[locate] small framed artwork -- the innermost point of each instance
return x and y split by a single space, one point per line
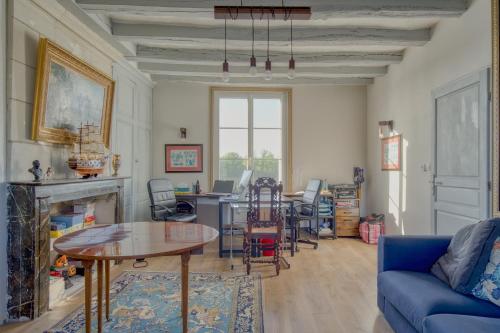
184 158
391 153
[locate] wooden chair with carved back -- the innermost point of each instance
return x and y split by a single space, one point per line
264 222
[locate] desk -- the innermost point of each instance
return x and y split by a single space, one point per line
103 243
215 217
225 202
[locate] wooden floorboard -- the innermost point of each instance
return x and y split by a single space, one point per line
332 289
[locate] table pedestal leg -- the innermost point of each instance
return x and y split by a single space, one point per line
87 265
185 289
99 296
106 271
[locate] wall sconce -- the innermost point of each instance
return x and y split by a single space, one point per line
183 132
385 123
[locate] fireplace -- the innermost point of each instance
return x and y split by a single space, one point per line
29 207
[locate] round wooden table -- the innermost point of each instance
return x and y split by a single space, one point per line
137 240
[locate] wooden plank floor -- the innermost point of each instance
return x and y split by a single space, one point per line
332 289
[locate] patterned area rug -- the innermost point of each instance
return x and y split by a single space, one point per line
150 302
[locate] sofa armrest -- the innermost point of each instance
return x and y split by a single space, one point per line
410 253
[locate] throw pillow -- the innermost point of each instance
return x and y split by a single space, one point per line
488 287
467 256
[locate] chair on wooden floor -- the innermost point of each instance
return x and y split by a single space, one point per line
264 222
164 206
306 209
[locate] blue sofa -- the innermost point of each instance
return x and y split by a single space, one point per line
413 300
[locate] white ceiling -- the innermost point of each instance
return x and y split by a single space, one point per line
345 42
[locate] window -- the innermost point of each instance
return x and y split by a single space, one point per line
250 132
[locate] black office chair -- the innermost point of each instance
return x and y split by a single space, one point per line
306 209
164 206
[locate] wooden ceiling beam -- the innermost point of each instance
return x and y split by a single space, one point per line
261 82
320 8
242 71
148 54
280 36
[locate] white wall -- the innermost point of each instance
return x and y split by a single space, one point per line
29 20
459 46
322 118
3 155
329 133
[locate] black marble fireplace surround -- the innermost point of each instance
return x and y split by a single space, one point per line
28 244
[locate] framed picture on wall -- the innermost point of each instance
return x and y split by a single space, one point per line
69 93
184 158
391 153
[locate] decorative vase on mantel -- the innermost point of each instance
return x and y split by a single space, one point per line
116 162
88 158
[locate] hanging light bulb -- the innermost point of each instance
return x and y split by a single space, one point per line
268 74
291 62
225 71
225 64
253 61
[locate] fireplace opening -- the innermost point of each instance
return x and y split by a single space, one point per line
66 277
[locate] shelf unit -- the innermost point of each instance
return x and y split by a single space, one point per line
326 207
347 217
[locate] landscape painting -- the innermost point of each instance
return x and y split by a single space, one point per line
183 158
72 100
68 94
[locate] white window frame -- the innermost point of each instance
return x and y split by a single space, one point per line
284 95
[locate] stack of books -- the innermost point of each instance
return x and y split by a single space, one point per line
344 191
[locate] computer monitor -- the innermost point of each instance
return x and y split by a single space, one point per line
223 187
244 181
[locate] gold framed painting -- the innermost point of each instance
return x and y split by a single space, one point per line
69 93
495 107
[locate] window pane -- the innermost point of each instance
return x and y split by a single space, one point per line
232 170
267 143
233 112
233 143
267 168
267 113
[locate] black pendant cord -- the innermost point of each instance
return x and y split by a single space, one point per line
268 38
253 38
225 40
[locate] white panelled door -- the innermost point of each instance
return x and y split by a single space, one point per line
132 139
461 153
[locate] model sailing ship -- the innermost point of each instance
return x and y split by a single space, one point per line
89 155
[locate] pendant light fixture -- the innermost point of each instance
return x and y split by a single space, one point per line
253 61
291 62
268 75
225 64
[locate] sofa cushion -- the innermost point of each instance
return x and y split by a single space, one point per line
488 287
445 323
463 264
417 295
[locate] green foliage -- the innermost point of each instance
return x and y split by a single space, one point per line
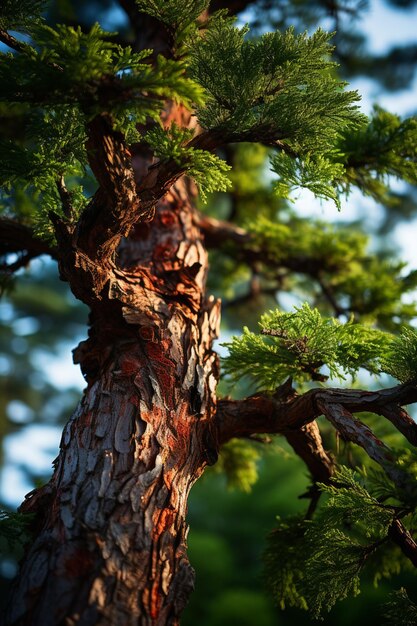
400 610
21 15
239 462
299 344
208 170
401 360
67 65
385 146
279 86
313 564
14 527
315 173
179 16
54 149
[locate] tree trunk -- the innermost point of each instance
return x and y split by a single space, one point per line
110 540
◇ ◇ ◇ ◇ ◇ ◇ ◇
Problem description: The string "chair" shows up in some lines of the listing. Copy each such line.

Solution below:
[locate] wooden chair with carved back -- the innermost point of each instance
[locate] chair on wooden floor -- the innermost point of each instance
[locate] black office chair -- the innermost point of each instance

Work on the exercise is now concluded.